Task goal: Below is a blog post about an egg-on-a-stick cooking gadget. Say whether each statement agrees with the post, answering yes or no and quoting the post's deciding words exactly: 1. The post's author is sure the gadget's output is edible. 2. In the egg method taught to the six-year-old kids, the cheese goes on before the egg is cracked. 3. One commenter expects the gadget's non-stick coating to wear down over time.

Pop-up egg-on-a-stick cooking gadget

OK, seriously, I have no idea whether the output of this "cook a perfect tubular egg-thing-on-a-stick" thinggum is anything remotely edible, but the production company that made it is basically staffed with evil geniuses who made me vibrate with desire within about ten seconds. Also, there's something weirdly compelling about a device that appears to get a boner while it cooks for you.

Rollie Eggmaster Cooking System | Official Site (via Red Ferret)



  1. Boner’s not the first thing that comes to my mind.  But if the egg tubes are any good, I’d actually kinda like one of those cooker things.  I honestly don’t care for frying eggs in the pan.  It takes too much concentrated attention for too many minutes too early in the morning for my ADHD brain to think frying eggs as worthwhile.

  2. Eggs are probably the first thing I learned how to cook. If you’re having that much trouble, it’s probably best if you just stick with toast.

    1. I don’t find it difficult to cook eggs as a general case.  It’s difficult to keep my attention on cooking eggs in the morning before my ADHD meds kick in and enable me to focus my attention on boring stuff.  Therefore I usually ruin eggs in the morning, since it requires me to keep my eye on it and doesn’t have reminders.

        1. On my old electric stove you can multiply that figure by four to just get hot enough to make a slimy 90 second omelet. Plus, I’m just not great at cooking. It never interested me much, so I never have taken the time to practice at it. If I took some time, I’d get better, but before meds, it’ll be a battle to not just say screw it and make toast, which basically makes itself, and reminds me when it’s ready, so I can go be distracted by other things in the meantime.

          1. The way I’ve taught my six year old kids to make eggs:
            1) spray bowl with cooking spray
            2) crack egg into bowl
            3) pinch of salt into bowl
            4) break egg with fork
            5) cover with wax paper
            6) nuke 1 minute (walk away, wait for beep)
            7) put piece of cheese on egg, re-cover
            8) renuke for 15 seconds
            9) slide onto buttered toast
            the ADHD kid has more trouble, but he can do it.  If he gets distracted during the 1 minute of cooking, no big deal, that time is flexible.

  3. Why must these gadget commercials rely so heavily on the overly-clumsy and apparently ham fisted morons that were obviously raised by wolves because they can’t crack or flip and egg to save their sorry uncoordinated asses?

    It just feels really insulting to all of human kind to see the “idiots” trotted out as an example of why you need this ridiculous contraption.

    That said, I do actually see this one as fairly cool and I would consider getting one. However, I also imagine that over the course of time (depending on how much you use it) that non-stick coating will become semi-non-stick and that will make cleaning that thing a total bitch not to mention how in the hell are you supposed to get your food out when it does start lose it’s coating.

Source excerpt:

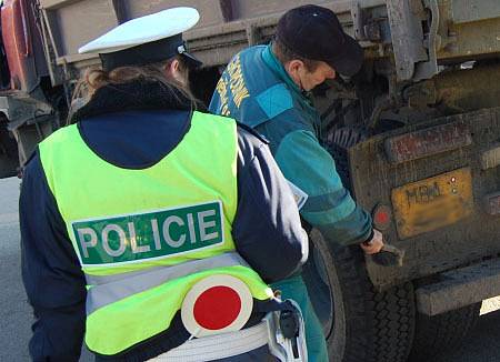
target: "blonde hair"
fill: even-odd
[[[173,60],[179,60],[179,72],[186,82],[180,82],[173,77],[168,77],[164,72]],[[199,101],[191,93],[188,86],[189,69],[180,57],[174,57],[167,62],[147,64],[141,67],[119,67],[109,72],[90,68],[83,73],[83,77],[77,82],[71,99],[70,114],[68,123],[71,122],[71,115],[88,101],[90,101],[100,88],[107,86],[118,86],[134,80],[149,80],[162,83],[166,88],[172,90],[172,94],[179,98],[179,94],[189,100],[191,109],[197,109]],[[180,98],[179,98],[180,100]]]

Result of the exercise:
1. No: "I have no idea whether the output of this "cook a perfect tubular egg-thing-on-a-stick" thinggum is anything remotely edible"
2. No: "2) crack egg into bowl" comes before "7) put piece of cheese on egg, re-cover"
3. Yes: "that non-stick coating will become semi-non-stick"